(Task prompt): For this listing, the lines between the one holding "96L35 62L0 67L2" and the one holding "positive clicks: (52, 70)", inclusive, must be set down exactly.

───── Given records ─────

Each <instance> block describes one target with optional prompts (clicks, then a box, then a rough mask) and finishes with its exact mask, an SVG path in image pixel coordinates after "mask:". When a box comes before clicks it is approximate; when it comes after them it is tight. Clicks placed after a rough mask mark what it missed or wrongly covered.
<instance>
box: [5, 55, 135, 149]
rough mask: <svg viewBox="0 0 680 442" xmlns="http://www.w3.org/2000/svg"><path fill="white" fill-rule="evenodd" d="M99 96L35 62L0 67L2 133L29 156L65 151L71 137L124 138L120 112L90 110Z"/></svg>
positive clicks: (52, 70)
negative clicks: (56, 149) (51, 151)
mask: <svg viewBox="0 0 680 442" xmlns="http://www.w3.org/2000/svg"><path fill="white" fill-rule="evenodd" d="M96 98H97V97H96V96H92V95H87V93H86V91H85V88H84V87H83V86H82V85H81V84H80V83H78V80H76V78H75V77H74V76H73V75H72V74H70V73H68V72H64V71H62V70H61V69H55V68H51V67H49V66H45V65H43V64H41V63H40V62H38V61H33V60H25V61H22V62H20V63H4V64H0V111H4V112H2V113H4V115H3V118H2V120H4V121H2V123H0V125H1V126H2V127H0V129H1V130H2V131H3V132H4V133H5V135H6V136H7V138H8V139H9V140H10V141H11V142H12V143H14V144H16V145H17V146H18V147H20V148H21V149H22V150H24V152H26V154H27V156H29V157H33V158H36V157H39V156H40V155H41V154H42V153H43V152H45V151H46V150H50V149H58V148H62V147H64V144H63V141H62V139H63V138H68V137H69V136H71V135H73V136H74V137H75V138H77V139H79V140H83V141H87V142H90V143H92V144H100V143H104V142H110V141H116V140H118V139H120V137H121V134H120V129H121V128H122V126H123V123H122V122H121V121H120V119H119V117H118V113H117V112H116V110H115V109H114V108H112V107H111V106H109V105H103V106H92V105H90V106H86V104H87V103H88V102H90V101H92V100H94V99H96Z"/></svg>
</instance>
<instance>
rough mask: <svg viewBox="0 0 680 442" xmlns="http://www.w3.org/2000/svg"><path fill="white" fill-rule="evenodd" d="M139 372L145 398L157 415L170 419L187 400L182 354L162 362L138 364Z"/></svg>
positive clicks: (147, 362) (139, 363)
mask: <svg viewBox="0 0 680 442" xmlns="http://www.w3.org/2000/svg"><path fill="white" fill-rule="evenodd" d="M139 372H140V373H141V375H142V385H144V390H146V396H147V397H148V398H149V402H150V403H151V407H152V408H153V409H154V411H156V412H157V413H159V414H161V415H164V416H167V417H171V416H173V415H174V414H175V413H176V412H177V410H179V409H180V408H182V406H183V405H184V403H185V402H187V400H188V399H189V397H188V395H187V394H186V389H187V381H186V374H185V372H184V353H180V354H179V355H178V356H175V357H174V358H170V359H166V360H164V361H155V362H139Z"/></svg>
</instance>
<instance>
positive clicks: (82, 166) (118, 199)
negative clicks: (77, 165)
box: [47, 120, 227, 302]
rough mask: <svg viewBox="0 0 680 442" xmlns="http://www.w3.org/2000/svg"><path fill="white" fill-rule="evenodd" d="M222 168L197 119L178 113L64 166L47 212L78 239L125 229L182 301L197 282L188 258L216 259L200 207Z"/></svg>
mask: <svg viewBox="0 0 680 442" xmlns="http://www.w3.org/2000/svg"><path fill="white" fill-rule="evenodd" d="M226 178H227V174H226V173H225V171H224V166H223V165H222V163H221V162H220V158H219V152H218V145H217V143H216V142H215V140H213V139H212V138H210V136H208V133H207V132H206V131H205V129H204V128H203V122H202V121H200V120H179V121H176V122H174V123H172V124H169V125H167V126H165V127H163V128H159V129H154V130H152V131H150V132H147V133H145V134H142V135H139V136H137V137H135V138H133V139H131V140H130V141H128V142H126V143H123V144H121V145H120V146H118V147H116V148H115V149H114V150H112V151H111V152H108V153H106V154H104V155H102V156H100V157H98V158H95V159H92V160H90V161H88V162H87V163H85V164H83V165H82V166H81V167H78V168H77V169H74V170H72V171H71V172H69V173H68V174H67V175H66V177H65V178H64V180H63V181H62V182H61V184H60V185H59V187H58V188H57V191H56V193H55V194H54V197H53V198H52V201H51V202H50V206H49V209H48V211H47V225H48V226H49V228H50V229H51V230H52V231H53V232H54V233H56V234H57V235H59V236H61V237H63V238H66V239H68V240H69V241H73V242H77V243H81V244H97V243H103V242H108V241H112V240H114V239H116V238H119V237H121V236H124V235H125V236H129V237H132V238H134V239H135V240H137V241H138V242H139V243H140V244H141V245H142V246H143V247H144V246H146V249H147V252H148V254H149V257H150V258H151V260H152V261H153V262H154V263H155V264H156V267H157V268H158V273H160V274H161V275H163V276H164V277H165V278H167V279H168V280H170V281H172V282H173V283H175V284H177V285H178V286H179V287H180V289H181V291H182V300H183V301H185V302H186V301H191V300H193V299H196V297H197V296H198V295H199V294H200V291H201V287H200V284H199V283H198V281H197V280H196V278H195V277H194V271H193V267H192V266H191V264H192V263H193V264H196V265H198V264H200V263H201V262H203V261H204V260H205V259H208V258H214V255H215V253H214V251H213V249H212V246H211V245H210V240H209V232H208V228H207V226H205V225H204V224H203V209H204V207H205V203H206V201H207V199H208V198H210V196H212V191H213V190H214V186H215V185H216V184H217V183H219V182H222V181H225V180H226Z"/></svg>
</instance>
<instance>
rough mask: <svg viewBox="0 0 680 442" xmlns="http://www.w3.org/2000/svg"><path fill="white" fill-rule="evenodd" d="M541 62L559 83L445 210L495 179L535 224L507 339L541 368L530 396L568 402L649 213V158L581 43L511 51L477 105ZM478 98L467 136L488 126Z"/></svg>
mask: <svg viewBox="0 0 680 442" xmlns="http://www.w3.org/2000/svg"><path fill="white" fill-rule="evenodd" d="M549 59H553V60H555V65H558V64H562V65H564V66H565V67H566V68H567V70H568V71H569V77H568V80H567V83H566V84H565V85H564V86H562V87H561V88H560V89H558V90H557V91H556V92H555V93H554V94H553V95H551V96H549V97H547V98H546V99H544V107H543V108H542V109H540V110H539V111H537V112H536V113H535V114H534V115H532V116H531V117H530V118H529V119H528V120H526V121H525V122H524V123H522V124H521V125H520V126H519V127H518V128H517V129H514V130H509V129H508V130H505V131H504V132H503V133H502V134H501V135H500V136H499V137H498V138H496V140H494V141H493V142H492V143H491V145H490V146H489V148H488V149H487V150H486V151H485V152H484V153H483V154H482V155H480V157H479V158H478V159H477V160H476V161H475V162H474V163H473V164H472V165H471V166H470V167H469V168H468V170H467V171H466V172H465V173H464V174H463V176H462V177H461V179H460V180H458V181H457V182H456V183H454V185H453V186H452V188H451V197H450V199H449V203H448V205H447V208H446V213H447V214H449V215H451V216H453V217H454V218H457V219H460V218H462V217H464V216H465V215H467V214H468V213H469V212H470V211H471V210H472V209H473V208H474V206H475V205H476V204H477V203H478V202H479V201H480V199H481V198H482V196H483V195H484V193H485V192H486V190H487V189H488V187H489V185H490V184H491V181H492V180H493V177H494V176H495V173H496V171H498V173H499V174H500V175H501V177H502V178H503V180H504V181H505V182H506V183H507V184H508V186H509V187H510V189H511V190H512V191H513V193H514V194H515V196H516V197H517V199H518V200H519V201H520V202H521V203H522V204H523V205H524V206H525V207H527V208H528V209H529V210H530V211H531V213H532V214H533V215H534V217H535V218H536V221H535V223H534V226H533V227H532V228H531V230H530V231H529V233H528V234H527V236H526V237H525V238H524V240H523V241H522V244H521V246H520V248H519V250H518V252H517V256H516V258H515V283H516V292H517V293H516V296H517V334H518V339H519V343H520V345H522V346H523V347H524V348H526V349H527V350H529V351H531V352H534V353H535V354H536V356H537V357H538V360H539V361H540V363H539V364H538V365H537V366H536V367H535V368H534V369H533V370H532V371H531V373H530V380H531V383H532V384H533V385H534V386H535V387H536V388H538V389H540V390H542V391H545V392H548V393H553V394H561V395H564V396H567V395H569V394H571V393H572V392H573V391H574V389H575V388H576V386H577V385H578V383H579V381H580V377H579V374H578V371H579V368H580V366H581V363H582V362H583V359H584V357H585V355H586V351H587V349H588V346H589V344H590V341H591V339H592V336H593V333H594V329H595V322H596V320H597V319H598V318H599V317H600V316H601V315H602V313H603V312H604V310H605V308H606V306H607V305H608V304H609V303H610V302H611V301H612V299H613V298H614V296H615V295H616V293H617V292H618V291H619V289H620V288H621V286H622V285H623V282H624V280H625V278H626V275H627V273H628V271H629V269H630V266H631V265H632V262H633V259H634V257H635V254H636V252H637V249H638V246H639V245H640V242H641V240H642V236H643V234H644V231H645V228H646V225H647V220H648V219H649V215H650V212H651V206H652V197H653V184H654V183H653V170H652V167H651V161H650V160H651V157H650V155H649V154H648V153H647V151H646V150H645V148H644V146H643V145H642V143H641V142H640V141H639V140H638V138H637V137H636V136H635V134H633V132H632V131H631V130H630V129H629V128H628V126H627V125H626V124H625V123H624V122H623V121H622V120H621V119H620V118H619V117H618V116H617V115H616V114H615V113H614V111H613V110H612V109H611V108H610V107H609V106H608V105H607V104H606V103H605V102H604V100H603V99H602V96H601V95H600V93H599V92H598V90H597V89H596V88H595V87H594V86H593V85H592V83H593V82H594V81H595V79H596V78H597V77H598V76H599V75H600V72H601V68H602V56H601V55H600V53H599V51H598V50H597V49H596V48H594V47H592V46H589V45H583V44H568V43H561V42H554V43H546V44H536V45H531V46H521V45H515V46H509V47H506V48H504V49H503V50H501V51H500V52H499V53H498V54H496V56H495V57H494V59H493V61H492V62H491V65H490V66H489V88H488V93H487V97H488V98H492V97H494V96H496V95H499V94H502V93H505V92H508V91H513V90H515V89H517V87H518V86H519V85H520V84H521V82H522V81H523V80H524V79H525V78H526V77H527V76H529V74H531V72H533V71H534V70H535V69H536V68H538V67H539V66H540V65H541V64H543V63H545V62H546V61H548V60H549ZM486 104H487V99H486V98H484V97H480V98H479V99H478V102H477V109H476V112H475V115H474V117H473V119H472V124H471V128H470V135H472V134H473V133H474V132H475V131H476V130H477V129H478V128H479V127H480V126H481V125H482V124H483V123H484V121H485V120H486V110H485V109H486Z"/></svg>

─────

(Response to the exercise):
rough mask: <svg viewBox="0 0 680 442" xmlns="http://www.w3.org/2000/svg"><path fill="white" fill-rule="evenodd" d="M99 96L35 62L0 67L2 133L29 156L65 151L71 137L124 138L120 112L90 110Z"/></svg>
positive clicks: (52, 70)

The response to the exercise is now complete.